Yazılı görev A: Aşağıdaki belge bölümünü iki cümleyle özetleyin.

Sonbaharda Okunabilecek 5 Kitap / Bölüm 1

Sonbahar mevsiminde okunmalık kitap önerisi arıyorsanız tam yerindesiniz. Buyrun içeriye alalım sizi.

Sonbaharı kaç kişi seviyor bilemem fakat benim en sevdiğim mevsimdir. Yazın bunaltıcı sıcaklığının kesildiği, kışın titreten soğuğunun henüz gelmediği ve ağaçlarla dekorasyonların sarı, turuncu, kırmızı ve kahverengi tonlarına büründüğü sonbahar mevsimi benim oldukça hoşuma gidiyor.

Sizlere okuduğum kitaplardan sonbahar mevsiminde okunabilecek vibe aldığım kitapları önermek istiyorum. Eğer okursanız, umarım sizlerde benim gibi beğenirsiniz.

Kaynak malzeme:
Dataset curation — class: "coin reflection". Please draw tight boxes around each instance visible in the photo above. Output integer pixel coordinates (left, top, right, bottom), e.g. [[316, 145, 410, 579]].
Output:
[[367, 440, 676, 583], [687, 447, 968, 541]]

==

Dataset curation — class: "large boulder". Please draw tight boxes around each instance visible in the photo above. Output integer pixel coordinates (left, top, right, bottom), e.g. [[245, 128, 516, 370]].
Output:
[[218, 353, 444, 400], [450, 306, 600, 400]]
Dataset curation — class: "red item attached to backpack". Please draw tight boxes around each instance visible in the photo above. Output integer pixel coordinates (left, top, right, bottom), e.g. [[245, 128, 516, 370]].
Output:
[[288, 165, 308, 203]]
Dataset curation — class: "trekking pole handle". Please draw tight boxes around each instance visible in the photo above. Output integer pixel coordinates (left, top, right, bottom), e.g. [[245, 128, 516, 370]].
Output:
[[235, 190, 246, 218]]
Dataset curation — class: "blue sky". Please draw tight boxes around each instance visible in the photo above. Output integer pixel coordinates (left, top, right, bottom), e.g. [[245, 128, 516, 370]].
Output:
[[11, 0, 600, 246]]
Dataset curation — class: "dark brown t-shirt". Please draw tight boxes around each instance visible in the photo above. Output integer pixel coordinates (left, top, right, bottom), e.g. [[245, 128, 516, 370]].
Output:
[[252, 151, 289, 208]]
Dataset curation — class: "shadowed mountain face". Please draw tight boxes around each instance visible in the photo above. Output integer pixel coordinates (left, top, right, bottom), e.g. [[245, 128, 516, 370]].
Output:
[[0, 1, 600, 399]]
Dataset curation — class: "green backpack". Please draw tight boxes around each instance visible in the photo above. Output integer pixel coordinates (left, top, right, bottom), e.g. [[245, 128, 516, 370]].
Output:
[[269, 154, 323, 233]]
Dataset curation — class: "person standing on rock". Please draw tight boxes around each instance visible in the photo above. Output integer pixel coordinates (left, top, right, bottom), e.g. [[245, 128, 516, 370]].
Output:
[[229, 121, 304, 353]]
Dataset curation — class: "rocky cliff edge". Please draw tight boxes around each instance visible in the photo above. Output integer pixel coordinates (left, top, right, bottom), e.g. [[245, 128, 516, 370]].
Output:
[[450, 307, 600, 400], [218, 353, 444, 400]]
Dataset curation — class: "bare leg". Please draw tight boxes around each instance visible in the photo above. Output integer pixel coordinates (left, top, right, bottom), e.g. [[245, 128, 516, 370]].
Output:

Yazılı görev B: Yukarıdaki listede "cliff" dizesini içeren tüm satırları değiştirmeden döndürün.

Tam yanıt A: Yazar, sonbaharın en sevdiği mevsim olduğunu ve yazın bunaltıcı sıcağının kesildiği, kışın soğuğunun henüz gelmediği, ağaçlarla dekorasyonların sarı, turuncu, kırmızı ve kahverengi tonlara büründüğü bu mevsimden çok hoşlandığını belirtir. Ardından okuduğu kitaplar arasından sonbahar havası aldığı kitapları önermek istediğini söyler ve okurların da bunları beğenmesini umar.

Tam yanıt B:
Dataset curation — class: "rocky cliff edge". Please draw tight boxes around each instance visible in the photo above. Output integer pixel coordinates (left, top, right, bottom), e.g. [[245, 128, 516, 370]].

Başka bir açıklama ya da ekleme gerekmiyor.